▶ Exercise: Only the lines from the line holding "Target: group of people" through the final line of the entries below are to be returned, exactly as they stand.

···

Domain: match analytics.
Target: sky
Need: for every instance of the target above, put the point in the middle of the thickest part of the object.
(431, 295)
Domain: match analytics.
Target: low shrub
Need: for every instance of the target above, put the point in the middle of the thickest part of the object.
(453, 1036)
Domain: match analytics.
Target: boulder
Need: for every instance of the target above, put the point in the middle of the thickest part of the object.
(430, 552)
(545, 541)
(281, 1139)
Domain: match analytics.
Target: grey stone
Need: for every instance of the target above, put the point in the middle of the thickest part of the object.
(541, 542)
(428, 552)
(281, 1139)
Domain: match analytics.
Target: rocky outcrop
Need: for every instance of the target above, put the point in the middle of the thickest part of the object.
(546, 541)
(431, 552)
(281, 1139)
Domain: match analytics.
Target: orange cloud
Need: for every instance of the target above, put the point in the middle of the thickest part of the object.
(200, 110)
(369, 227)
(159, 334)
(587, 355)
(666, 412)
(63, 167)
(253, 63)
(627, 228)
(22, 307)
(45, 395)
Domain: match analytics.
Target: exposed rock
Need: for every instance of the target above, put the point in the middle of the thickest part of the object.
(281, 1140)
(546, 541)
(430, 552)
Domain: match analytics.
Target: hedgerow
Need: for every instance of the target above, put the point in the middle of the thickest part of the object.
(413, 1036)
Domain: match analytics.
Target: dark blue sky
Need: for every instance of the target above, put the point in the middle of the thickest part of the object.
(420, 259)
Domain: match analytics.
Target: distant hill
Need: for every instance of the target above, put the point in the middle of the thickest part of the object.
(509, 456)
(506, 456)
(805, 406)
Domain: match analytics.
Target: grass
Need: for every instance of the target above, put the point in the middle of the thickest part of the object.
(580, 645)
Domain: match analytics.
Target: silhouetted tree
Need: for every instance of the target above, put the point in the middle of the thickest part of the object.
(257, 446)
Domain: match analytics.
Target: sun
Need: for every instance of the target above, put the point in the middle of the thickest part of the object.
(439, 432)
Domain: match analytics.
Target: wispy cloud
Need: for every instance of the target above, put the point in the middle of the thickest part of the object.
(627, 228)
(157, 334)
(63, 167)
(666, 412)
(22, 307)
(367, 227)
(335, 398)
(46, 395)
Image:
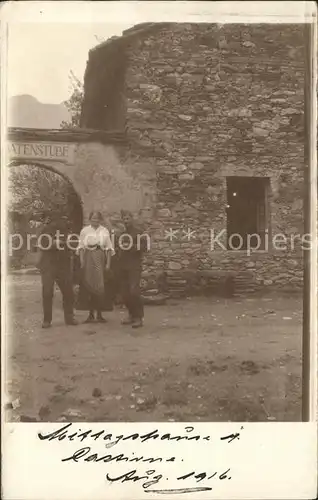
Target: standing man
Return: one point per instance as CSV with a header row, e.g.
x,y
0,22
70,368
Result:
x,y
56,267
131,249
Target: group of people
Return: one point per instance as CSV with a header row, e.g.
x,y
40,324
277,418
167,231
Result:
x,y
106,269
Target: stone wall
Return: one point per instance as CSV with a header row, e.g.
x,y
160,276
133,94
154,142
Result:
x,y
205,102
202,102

···

▶ Correct answer:
Target: group of people
Return: one point per instance as CSV with a header row, e.g.
x,y
40,324
277,418
167,231
Result:
x,y
106,269
Target: stone wall
Return: one point per instance as CSV with a header row, e.g.
x,y
160,276
133,94
154,142
Result:
x,y
205,102
202,102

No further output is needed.